- [Your objective]: Please give an exact transcription of the records shown below.

- [Stored data]:
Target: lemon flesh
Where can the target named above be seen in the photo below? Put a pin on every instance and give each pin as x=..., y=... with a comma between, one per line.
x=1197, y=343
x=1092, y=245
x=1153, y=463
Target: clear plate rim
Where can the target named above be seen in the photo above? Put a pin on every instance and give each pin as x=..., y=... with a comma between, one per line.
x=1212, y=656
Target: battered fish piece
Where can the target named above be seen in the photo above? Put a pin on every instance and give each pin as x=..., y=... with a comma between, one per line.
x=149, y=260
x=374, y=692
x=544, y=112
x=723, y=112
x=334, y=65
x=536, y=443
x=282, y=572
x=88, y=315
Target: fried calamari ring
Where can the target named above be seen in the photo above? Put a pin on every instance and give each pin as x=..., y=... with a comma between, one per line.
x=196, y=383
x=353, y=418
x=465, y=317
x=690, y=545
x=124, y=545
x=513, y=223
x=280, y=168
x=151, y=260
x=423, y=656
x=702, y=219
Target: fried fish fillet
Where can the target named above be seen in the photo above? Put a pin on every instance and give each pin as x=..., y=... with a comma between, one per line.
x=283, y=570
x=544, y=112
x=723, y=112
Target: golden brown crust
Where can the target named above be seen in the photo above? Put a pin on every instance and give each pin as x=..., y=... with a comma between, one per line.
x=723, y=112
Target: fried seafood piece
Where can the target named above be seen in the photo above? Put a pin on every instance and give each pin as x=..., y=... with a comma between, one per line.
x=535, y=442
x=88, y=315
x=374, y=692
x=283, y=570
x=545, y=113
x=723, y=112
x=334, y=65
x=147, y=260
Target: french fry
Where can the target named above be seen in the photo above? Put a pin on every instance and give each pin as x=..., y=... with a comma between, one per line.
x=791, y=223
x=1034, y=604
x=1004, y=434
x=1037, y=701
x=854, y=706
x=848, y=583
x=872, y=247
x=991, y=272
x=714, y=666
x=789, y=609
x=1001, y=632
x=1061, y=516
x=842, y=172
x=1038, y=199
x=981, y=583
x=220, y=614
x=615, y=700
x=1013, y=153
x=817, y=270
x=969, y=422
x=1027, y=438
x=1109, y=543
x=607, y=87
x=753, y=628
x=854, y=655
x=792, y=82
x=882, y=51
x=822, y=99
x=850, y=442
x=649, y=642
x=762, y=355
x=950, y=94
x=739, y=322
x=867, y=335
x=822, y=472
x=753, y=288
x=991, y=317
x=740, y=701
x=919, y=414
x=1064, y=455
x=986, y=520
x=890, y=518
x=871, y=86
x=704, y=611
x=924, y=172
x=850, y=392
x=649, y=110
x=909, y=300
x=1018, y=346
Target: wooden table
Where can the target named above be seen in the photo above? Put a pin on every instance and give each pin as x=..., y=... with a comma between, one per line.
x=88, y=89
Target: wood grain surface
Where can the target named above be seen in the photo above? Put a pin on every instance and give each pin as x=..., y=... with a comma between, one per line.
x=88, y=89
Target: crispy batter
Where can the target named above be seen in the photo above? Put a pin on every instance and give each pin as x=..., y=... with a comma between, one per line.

- [Result of this exercise]:
Target: lemon flesh
Where can the target named above be seen in the photo below? Put a pin on every instance and give each pin as x=..., y=... with a comma between, one per line.
x=1197, y=343
x=1092, y=245
x=1153, y=463
Target: clear plate rim
Where can the target named above be seen in the photo above? Put a pin on every instance and give each pin as x=..., y=... with a comma between, one per line.
x=1212, y=656
Target: battered fish piece
Where can the target named above be seen in the photo above? Put a pin on every instance and give each pin as x=..., y=... with a comma between, one per line.
x=149, y=260
x=374, y=692
x=544, y=112
x=723, y=112
x=334, y=65
x=536, y=443
x=282, y=572
x=88, y=315
Target: fried calamari ring
Where can the target named above be seen in the photo above? Put a pin on every instance and give each pin as x=..., y=... with a comma between, one per line.
x=196, y=383
x=353, y=418
x=465, y=317
x=690, y=545
x=124, y=545
x=513, y=223
x=280, y=168
x=151, y=260
x=423, y=656
x=702, y=219
Target: fried fish fillet
Where can the target named above be seen in the photo above? Put a pin on every instance and give each pin as x=..., y=... with a comma between, one per line.
x=283, y=570
x=544, y=112
x=723, y=112
Target: golden brown crust
Where can the target named above be seen in the photo above? Put a pin on every instance and give each pin as x=..., y=... with a comma between, one per line.
x=723, y=112
Target: fried seafood piece
Where can the target named above be seen in the photo above? Put a pin on every instance and give each pin as x=..., y=... with a comma between, one per line.
x=535, y=442
x=88, y=315
x=374, y=692
x=283, y=570
x=545, y=113
x=723, y=112
x=334, y=65
x=147, y=260
Target: french fry
Where can the target named above be seen in the photo above? Put a pin on every instance and give each pin as x=..., y=... with a comma between, one per line.
x=791, y=223
x=1034, y=604
x=1004, y=434
x=1037, y=701
x=854, y=706
x=848, y=583
x=872, y=247
x=991, y=272
x=714, y=666
x=789, y=609
x=1001, y=632
x=1061, y=516
x=842, y=172
x=1038, y=199
x=981, y=583
x=220, y=614
x=615, y=700
x=1013, y=153
x=817, y=270
x=969, y=422
x=1027, y=438
x=1109, y=543
x=607, y=87
x=753, y=628
x=854, y=655
x=792, y=82
x=882, y=51
x=822, y=99
x=850, y=442
x=649, y=642
x=762, y=355
x=950, y=94
x=739, y=322
x=867, y=335
x=822, y=472
x=753, y=288
x=991, y=317
x=740, y=701
x=919, y=414
x=1064, y=455
x=986, y=520
x=890, y=518
x=871, y=86
x=704, y=611
x=924, y=172
x=850, y=392
x=649, y=110
x=909, y=300
x=1018, y=346
Target: wooden table
Where can the target named above be seen in the photo above? Put a pin on every instance and give each pin as x=..., y=... with a comma between, one per line.
x=88, y=89
Target: wood grain surface
Where can the target named above be seen in the photo above? Put a pin on every instance and give each pin as x=..., y=... with a comma between, one per line.
x=88, y=89
Target: crispy batter
Where can the target named above be seen in the photo above? Put a pin on every instance and give each pin as x=..., y=... with a comma between, one per line.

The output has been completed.